- EXERCISE INSTRUCTIONS
Present every entry below as a numbered list, omitting blank lines.

- DATA ENTRIES
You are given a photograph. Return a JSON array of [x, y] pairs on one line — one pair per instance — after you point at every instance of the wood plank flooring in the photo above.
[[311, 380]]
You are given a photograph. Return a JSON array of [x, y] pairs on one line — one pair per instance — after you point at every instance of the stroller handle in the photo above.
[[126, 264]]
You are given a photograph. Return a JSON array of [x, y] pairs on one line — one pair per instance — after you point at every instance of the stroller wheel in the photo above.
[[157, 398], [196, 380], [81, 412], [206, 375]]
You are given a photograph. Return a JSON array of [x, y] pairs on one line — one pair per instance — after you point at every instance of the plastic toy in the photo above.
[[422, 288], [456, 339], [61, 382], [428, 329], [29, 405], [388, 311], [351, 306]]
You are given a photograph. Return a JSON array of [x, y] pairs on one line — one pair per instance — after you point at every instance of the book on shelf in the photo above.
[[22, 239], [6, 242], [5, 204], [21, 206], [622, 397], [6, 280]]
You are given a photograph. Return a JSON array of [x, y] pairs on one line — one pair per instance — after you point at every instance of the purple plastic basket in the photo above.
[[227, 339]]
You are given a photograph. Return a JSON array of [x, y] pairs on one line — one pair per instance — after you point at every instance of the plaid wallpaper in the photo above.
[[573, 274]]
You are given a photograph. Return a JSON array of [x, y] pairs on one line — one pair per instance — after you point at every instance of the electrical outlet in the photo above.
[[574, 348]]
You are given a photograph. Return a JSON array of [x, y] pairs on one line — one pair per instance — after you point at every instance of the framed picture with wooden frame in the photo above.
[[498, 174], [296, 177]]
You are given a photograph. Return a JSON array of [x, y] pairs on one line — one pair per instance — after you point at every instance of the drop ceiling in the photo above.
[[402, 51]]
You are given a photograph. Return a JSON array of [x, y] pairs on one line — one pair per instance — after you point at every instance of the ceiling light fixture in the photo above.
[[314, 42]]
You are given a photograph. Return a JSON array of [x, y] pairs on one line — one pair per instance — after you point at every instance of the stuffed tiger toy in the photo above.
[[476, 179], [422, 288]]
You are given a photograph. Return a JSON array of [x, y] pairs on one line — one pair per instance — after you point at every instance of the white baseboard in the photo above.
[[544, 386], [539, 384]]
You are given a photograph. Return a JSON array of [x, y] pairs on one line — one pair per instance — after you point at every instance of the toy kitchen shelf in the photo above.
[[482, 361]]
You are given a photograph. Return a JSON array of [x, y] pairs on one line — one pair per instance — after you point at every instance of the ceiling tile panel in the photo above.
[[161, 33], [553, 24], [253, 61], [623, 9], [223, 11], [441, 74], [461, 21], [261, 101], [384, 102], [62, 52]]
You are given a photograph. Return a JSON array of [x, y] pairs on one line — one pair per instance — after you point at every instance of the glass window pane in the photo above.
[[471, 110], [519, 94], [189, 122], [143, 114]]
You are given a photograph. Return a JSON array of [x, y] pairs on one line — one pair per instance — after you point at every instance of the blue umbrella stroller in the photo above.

- COMPLETE RESPONSE
1. You are given a photograph. Return a JSON array of [x, y] pairs on one line — one pair per instance — after you point at every instance of the wood plank flooring in the photo above.
2. [[311, 380]]
3. You are given a photograph. Return a JSON array of [x, y] pairs on one line — one pair per instance — after you point at every instance of the stroller handle in the photo above.
4. [[126, 264]]
5. You are given a photograph. Return a JSON array of [x, y] pairs on one line — one pair per instance — after you point at every instance of the stroller wheel in the photo above.
6. [[157, 398], [196, 380], [81, 412], [206, 375]]
7. You are given a photograph. Return a JSON array of [x, y] pairs on one line — one pair per instance — after you point at every instance of the plastic toy in the photo above.
8. [[422, 288], [456, 339], [61, 382], [428, 329], [29, 405], [388, 311], [351, 306]]
9. You are given a photograph. Return a JSON array of [x, y] pairs on one line — one pair per instance — after you point at every instance of the book on shelf in the photo above.
10. [[22, 239], [6, 242], [5, 204], [21, 206], [622, 397], [6, 280]]
11. You are given a photograph. Return a JSON array of [x, y] pairs on one line — one pair per instance — after you point at every instance of the purple plastic basket in the photo above.
12. [[227, 339]]
13. You are given a photograph. Return a JSON array of [x, y] pairs on one line — one pair per instance — after you point at every instance of the plaid wallpaper in the photo above.
14. [[573, 274]]
15. You are given a photograph. Return a JSON array of [x, y] pairs on one line — one pair per instance — after you point at every instance of the electrical outlet in the photo above.
16. [[574, 348]]
17. You are given a photograph. Return a JSON array of [x, y] pairs on one line — one pair per instance — after you point at every instance of the framed picture with wooden frame in the photo above.
18. [[498, 174], [296, 177]]
19. You are given a photograph. Return a JSON array of [x, y] pairs on one line — one pair per instance — after you point at every instance of the drop ceiling in the photo above.
20. [[402, 51]]
21. You are given a photograph. Return a JSON array of [x, y] pairs on one line — one pair per instance — after you point at every instance of the ceiling light fixture in the photo above.
22. [[314, 42]]
23. You are given a photograph. Return a JSON array of [x, y] pairs on one line — one pair per instance — after you point at every instance of the stuffed tiger toy in the photo above.
24. [[476, 179], [422, 288]]
25. You are given a photograph. Return a JSON array of [x, y] pairs on one line — one pair per instance — after you point at every instance of the white baseboard in the photo above.
26. [[544, 386], [539, 384]]
27. You are given a photograph. Return a JSON array of [x, y] pairs on one line — one pair per instance — after you point at every instance of the toy kitchen shelf in the photo above.
28. [[482, 361]]
29. You are given a photograph. Return a JSON array of [x, y] pairs on one line — one pair per instance — after you point at every instance of the ceiling tile panel in the photo above.
30. [[161, 33], [553, 24], [253, 61], [623, 9], [223, 11], [441, 74], [461, 21], [261, 101], [384, 102], [62, 52]]
31. You are given a photograph. Return a JSON array of [x, y] pairs on one line — one pair per instance — after you point at every instance of the glass window pane in the photo above.
32. [[471, 110], [519, 94], [189, 122], [143, 114]]
33. You are given a photograph. Return a JSON array of [x, y] pairs on one line — one pair per instance — after you point at every instance of the blue umbrella stroller in the photo above.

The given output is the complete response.